### Your task
Exact copy, no pictures: return all the records as they stand.

### Supplied records
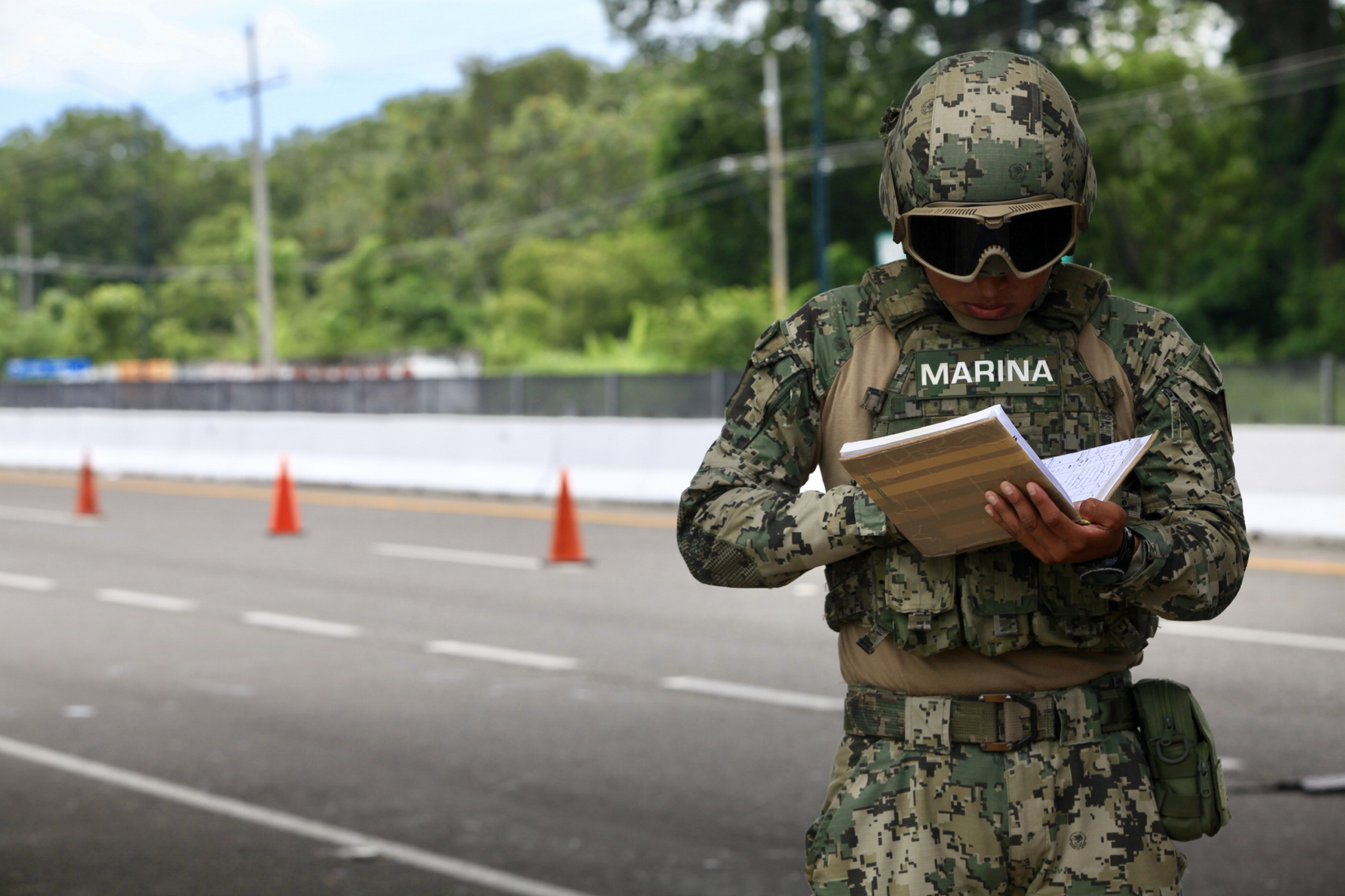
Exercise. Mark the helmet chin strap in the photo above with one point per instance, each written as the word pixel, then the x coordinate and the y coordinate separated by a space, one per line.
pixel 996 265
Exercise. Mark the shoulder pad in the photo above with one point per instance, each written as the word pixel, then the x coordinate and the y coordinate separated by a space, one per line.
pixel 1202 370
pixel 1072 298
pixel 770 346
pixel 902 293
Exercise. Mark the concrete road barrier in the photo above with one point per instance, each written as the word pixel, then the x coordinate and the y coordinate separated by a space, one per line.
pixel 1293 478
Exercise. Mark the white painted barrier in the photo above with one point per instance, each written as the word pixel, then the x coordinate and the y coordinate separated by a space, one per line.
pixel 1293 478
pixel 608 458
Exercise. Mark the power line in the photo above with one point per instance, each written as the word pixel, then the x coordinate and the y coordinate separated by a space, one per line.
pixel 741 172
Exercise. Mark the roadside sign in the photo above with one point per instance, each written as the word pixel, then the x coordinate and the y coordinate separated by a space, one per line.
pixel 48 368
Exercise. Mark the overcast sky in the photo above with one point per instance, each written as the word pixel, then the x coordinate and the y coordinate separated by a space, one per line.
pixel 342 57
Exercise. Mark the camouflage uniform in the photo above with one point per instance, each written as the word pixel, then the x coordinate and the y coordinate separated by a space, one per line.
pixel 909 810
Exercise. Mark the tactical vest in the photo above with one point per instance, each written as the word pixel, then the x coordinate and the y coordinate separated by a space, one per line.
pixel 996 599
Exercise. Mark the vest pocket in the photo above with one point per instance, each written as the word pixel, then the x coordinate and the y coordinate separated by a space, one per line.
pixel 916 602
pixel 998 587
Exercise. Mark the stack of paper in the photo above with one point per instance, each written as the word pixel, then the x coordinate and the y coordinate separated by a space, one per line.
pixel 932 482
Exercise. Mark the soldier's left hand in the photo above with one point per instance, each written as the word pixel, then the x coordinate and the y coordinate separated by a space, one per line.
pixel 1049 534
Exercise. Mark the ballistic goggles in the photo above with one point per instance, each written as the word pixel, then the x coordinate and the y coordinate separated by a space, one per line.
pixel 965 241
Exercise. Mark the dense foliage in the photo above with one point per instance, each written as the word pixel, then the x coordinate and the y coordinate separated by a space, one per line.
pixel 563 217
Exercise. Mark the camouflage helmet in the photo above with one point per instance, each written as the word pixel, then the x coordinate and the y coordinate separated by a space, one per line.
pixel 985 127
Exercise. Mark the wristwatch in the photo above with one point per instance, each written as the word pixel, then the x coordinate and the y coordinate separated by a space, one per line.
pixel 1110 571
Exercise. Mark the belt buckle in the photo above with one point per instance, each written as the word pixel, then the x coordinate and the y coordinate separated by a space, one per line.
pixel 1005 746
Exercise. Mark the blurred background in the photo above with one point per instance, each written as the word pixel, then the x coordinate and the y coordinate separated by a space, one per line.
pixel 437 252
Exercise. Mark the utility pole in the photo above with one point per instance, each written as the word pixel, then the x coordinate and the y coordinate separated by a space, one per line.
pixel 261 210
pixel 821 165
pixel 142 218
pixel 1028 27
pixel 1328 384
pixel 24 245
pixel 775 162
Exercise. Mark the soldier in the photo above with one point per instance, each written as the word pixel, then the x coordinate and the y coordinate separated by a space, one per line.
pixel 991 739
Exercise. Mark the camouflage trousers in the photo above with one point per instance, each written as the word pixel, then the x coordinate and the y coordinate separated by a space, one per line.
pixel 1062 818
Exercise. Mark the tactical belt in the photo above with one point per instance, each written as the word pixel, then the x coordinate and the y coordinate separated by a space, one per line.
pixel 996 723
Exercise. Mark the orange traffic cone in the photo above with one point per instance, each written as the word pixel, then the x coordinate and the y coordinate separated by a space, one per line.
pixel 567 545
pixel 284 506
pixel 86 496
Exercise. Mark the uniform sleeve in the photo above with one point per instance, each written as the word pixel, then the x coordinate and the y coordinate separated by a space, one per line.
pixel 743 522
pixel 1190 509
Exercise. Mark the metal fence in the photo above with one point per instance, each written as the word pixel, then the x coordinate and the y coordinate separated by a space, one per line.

### Reply to the task
Exercise. Mark the helmet chin strap in the photo above with one point per instance, each written as the word pixel, then the x coordinate and the y coordinate separated by a space, one per line.
pixel 996 265
Exercise. Mark the shoulder pad in the photo above with one point per instance, each written as the word pixel, then the x coordinate and the y coordinate separated by a space, one per line.
pixel 1202 370
pixel 1072 298
pixel 770 346
pixel 902 293
Exercise. Mark the concrete road barrier in the photo above with one point per instance, each written as the word pixel, then the x coordinate and the y coordinate separated by a space, one per line.
pixel 1293 478
Exercise. Mark the white painted barrier in the photo above with one point per instance, each written as the word pixel, then the x coordinate and the y coordinate separated by a space, one per line.
pixel 1293 478
pixel 608 458
Exercise. Mark the power line in the photo above with one point per instance, each written as the word pixel, then the x coordinate and the y coordinate separated by a space, one per line.
pixel 741 172
Exercise. Mark the roadside sign in the photo above with one point per instance, each written as the word pixel, then the x coordinate and the y coordinate separated by a space, one per line.
pixel 48 368
Exercise. Mark the overcast sky in the photo above with one point per instance, each written as the word pixel, then the x coordinate and the y coordinate separated by a space, one per line.
pixel 342 57
Exercise. Mark the camouflage uniform in the photo above with one point per instance, each written as the word pixel, then the x coordinate and the y coordinate separated by a space, one per line.
pixel 909 810
Exercise. Mark the tactical vest in the photo above with one point per instance, each written as the word pixel, then the x coordinate and the y coordinate separated by a space, one per line.
pixel 996 599
Exercise. Mark the vest pocket in the photo above with one point per instance, each written as the word pixel, then the x coordinate and the y coordinate separated by a space, one per line.
pixel 916 602
pixel 998 587
Exercise. Mark the stack of paper in the photo above with one point per instance, each written as the word pixel, then the x coordinate and the y coordinate separated by a space, one per line.
pixel 932 482
Exercise. Mark the soldier's left hand in the photo above with one point per instance, each written as the word pixel, then the x coordinate and the y coordinate separated by a space, one per line.
pixel 1049 534
Exercise. Mark the ballistic goggles in the photo above with one point per instance, each written as the word pixel, then the x coordinate and the y coordinate separated by a space, one per line.
pixel 965 241
Exercise. Mark the dense foliage in the photo above with one point per instance, each written as the word pixel, then the x coordinate and the y coordinate separated by a space, one per line.
pixel 563 217
Exercise. Mark the camouflage helmet in the photo above with one point per instance, each written as the word pixel, then the x coordinate and the y coordinate separated by a space, one per line.
pixel 985 127
Exercise. Mark the wristwatch in the photo above with one point per instance, each written as the word pixel, then the x coordinate and the y coordinate separated by a space, one per line.
pixel 1110 571
Exercise. Mark the belt buckle in the photo above with one point per instance, each written as the word pixel, then the x coordinate and the y coordinate separated by a space, one per line.
pixel 1005 746
Exercise. Mark the blurred background in the photo above with one point per instance, each written as the word pixel, then the x coordinate and the y coordinate separated by a space, one per line.
pixel 437 252
Exercise. Mark the utility pole in the photo above with one point per instance, each written as the word pixel, then the x coordinate and the y coordinate separated by a space, one per line.
pixel 261 210
pixel 821 165
pixel 142 218
pixel 1028 27
pixel 1328 384
pixel 24 245
pixel 775 162
Exercise. Mark the soldier in the photo above with one point per instance, each written as the word pixel, then the x coordinate and the y coordinate separated by a space, one per line.
pixel 991 739
Exercise. Mark the camouflage trousers in the photo above with one point per instance, each written as the word pixel, then the x coordinate and the y coordinate separated by a space, one per line.
pixel 1062 818
Exercise. Mark the tactical belt in the photo above with one point per instance, each written as the word pixel, then the x coordinate and the y coordinate separated by a space, one per line.
pixel 996 723
Exercise. Mark the orange traffic cone in the photo above with one point per instance, each written as the word pixel, then the x coordinate and the y coordinate separated by a space, one per line.
pixel 567 545
pixel 284 506
pixel 86 496
Exercise. Mark the uniform sleeve in the photo above with one point per instance, each written as the word pixel, then the x coordinate and the y coordinate separated by a space, one per line.
pixel 743 522
pixel 1190 509
Exercise. Mark the metal fence in the photo above with one point per instance, each written as the word pixel, then the x coordinate and the y coordinate separated by a space, one per line.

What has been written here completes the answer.